WHAT IS BEING ASKED:
Rewrite the lines below, starting with the first one and ending after the line that contains "(1168, 626)". Replace "deepest" with "most central" and leave everything else unchanged.

☆ ☆ ☆ ☆

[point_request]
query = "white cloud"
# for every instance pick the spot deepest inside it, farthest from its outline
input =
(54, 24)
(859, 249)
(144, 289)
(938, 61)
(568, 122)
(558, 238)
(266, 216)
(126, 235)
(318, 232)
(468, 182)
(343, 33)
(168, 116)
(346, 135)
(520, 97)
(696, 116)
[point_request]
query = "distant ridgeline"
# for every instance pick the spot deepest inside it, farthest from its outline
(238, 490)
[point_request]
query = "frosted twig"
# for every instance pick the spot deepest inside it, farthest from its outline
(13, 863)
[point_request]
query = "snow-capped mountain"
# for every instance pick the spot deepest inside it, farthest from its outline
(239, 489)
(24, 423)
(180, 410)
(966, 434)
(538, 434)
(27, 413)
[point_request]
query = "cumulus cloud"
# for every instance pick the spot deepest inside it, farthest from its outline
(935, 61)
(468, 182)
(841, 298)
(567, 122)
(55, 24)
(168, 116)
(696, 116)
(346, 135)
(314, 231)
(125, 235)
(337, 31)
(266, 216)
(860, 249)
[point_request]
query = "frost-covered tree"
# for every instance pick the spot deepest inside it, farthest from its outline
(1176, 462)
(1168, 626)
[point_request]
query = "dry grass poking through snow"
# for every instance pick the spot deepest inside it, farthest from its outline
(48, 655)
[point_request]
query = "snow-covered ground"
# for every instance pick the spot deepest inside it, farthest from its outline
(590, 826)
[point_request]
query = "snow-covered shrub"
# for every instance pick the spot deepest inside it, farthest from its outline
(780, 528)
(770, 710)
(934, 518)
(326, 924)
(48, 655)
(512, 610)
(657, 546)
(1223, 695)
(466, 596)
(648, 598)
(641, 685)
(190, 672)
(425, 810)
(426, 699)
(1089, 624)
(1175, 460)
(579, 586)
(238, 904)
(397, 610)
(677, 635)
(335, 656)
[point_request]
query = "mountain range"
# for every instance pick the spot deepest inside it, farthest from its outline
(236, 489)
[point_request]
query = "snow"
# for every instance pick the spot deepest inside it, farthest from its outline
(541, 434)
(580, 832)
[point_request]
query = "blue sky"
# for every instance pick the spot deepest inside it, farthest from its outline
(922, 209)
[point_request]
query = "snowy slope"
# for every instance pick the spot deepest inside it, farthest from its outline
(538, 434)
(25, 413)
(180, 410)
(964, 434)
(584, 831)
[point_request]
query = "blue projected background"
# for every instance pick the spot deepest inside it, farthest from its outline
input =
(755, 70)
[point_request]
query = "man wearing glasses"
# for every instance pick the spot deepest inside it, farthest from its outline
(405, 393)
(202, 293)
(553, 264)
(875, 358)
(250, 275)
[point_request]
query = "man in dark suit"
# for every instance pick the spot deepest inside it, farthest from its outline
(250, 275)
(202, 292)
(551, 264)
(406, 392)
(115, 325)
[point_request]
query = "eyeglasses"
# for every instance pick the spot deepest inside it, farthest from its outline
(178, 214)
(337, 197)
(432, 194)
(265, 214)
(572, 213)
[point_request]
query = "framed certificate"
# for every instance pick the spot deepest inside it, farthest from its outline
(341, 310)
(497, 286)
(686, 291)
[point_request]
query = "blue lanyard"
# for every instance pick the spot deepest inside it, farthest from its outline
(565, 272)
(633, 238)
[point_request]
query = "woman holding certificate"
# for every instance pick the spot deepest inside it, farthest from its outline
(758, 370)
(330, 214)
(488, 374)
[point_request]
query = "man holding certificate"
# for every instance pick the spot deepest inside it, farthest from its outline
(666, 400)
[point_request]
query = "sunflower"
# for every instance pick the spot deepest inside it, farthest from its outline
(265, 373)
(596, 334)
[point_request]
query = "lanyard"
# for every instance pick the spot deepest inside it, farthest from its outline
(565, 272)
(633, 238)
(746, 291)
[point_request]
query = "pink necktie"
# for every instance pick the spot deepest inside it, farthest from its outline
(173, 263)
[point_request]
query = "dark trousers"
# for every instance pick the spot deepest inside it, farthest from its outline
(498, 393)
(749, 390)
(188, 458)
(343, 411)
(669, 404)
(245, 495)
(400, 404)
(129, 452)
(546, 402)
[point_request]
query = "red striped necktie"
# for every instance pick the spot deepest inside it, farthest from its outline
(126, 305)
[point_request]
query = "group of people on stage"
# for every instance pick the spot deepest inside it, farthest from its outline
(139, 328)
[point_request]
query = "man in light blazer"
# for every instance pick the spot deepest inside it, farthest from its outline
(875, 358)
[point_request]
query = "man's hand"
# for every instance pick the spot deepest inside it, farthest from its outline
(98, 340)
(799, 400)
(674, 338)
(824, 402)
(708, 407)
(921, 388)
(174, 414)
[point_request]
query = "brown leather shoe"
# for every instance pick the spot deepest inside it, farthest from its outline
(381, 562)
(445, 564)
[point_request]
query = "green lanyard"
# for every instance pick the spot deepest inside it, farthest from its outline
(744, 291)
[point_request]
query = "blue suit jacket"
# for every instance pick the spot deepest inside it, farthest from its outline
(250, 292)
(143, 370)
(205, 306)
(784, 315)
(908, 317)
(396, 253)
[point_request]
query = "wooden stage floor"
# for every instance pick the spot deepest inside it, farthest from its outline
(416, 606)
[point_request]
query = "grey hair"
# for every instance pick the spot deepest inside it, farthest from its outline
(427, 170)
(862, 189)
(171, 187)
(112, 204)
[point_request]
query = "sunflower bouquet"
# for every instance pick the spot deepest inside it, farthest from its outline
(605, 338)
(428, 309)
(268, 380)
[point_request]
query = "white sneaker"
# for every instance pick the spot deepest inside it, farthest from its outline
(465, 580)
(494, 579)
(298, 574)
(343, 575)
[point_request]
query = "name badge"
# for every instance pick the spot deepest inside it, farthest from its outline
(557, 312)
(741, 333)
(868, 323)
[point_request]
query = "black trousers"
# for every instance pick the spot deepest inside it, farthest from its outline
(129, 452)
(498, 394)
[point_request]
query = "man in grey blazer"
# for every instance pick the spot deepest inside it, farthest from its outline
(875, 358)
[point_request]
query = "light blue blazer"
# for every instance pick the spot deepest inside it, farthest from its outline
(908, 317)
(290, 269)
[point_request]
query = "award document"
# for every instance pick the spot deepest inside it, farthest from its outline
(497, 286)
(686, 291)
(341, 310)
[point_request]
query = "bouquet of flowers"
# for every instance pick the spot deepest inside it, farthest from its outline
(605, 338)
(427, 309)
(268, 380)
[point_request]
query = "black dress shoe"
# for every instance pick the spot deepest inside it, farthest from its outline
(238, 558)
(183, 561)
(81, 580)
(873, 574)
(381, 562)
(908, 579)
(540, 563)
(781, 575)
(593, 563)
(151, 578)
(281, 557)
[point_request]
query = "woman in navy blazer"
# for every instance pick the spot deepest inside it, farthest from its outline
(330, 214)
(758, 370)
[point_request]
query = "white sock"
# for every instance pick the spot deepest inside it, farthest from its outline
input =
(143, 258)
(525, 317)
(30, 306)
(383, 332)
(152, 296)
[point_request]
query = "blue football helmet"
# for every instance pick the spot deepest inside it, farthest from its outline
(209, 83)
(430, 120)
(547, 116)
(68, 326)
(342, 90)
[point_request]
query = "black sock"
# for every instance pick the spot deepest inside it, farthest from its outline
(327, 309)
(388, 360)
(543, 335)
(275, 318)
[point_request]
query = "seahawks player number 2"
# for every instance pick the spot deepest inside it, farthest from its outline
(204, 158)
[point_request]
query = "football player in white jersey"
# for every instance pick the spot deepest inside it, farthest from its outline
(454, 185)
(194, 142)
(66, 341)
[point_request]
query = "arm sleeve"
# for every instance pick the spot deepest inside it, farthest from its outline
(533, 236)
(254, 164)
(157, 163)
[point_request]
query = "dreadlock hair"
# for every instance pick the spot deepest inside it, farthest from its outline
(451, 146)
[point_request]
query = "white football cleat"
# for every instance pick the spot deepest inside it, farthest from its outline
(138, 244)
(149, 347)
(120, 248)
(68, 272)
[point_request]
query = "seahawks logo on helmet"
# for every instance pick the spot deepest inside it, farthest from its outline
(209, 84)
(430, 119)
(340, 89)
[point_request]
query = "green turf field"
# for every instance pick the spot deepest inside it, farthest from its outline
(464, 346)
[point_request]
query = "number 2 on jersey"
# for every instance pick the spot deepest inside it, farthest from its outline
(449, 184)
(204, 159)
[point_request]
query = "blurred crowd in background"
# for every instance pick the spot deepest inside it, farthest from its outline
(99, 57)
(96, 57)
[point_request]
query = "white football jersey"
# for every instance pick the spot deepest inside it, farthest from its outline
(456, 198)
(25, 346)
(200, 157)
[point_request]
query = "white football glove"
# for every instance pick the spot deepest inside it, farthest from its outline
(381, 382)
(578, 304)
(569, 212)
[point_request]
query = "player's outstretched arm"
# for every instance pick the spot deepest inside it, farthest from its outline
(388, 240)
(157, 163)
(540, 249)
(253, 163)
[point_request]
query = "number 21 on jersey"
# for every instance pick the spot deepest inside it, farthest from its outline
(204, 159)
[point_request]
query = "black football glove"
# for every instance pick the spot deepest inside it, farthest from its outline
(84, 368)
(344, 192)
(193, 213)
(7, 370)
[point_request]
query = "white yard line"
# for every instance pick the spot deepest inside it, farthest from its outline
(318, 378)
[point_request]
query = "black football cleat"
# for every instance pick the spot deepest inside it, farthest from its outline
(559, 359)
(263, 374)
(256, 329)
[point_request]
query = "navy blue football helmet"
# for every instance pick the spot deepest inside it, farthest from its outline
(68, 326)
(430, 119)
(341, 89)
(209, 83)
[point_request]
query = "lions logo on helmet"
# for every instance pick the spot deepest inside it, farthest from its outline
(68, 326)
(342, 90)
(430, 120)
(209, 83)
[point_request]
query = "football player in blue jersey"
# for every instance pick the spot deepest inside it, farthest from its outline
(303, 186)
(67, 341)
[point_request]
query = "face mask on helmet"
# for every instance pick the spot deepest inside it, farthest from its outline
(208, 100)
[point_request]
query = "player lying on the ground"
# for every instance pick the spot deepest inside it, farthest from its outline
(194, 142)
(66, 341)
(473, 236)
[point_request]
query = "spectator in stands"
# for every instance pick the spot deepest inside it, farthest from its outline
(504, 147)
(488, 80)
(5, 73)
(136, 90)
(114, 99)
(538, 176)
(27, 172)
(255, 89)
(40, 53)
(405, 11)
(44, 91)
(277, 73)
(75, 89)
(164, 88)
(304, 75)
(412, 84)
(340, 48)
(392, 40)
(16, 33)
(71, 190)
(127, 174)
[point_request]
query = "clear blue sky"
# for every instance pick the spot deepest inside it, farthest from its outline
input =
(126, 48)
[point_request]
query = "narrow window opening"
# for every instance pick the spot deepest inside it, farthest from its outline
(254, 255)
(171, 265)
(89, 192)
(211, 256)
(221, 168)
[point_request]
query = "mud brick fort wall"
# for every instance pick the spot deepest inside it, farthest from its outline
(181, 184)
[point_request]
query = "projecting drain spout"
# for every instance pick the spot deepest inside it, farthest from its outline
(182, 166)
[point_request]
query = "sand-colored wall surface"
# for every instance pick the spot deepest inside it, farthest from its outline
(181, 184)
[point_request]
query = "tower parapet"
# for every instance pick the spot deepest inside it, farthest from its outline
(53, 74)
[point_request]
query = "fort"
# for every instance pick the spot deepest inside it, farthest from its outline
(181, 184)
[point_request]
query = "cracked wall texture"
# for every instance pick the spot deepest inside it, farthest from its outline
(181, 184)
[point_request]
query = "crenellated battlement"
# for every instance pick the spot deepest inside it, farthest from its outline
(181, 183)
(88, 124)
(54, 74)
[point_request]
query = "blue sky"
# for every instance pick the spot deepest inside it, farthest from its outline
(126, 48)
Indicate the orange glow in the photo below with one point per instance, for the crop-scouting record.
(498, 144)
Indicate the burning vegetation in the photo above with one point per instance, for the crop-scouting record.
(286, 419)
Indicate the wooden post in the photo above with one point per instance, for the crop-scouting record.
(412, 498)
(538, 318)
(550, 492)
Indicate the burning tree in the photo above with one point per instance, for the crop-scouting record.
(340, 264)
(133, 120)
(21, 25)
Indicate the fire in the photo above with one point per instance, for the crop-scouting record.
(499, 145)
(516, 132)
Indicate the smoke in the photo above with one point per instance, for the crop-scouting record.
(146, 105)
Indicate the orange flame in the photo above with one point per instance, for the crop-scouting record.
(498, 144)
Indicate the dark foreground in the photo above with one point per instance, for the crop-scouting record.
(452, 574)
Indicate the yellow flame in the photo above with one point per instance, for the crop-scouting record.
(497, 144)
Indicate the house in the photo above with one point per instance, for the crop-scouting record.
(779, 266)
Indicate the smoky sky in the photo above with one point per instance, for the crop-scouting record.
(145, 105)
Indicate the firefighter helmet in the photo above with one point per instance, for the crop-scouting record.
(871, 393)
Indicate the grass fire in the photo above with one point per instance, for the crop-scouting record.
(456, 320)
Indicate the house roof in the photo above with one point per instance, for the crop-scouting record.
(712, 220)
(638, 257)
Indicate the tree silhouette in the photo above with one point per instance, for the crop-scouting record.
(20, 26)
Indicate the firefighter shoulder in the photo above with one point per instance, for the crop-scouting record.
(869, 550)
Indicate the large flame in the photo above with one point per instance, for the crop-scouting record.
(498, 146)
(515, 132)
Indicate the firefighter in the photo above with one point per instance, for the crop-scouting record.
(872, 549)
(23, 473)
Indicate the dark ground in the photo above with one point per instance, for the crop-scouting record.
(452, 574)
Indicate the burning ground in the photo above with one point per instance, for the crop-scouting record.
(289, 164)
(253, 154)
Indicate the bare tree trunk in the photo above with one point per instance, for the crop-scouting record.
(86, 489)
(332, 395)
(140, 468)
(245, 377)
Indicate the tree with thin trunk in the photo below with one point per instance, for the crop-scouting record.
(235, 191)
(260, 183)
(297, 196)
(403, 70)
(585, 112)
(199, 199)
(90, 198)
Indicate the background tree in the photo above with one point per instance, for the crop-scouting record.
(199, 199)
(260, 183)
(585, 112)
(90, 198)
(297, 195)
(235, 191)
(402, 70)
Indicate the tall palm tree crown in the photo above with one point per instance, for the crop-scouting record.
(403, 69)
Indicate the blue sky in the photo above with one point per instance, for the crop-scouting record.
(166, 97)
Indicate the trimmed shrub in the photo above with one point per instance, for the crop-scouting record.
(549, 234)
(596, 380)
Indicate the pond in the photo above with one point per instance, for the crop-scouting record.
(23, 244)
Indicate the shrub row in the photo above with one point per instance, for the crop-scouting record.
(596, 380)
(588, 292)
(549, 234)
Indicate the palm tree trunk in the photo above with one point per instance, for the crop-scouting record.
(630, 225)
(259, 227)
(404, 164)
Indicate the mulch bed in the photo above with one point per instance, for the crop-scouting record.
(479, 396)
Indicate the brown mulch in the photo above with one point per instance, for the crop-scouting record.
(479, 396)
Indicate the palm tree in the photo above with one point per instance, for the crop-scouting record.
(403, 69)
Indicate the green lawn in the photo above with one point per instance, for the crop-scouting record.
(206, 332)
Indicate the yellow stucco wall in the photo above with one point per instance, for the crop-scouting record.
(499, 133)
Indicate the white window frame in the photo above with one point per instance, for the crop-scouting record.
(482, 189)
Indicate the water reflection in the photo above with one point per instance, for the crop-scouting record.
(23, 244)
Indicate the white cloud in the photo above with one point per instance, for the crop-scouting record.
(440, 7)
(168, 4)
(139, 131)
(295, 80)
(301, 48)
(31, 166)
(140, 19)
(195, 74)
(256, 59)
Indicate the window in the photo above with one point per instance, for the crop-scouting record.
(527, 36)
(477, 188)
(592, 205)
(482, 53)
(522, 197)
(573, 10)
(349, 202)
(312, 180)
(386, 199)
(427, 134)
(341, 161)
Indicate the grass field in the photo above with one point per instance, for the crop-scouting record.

☆ ☆ ☆ ☆

COMPLETED EXERCISE:
[point_request]
query = "white cloud"
# for every instance pick the spot most central inside it, farthest from its outline
input =
(54, 24)
(859, 249)
(144, 289)
(938, 61)
(568, 122)
(558, 238)
(266, 216)
(126, 235)
(318, 232)
(468, 182)
(343, 33)
(168, 116)
(346, 135)
(520, 97)
(696, 116)
[point_request]
query = "distant ridgeline"
# for every instance pick the spot most central inside it, farthest from its outline
(238, 490)
[point_request]
query = "frosted twig"
# for every instance pick the spot most central inside it, farthest from its outline
(13, 863)
[point_request]
query = "snow-capped mountain"
# for every instance pick the spot most central inside it, farthest from its outline
(239, 489)
(24, 423)
(180, 410)
(966, 434)
(538, 434)
(27, 413)
[point_request]
query = "cumulus cloud"
# for every instance pick the spot most central inside it, farthest from its outline
(935, 61)
(468, 182)
(841, 298)
(567, 122)
(55, 24)
(168, 116)
(696, 116)
(346, 135)
(314, 231)
(125, 235)
(337, 31)
(266, 216)
(860, 249)
[point_request]
query = "frost-covered tree"
# for every instance pick the spot most central inside it, farthest from its outline
(1176, 462)
(1168, 626)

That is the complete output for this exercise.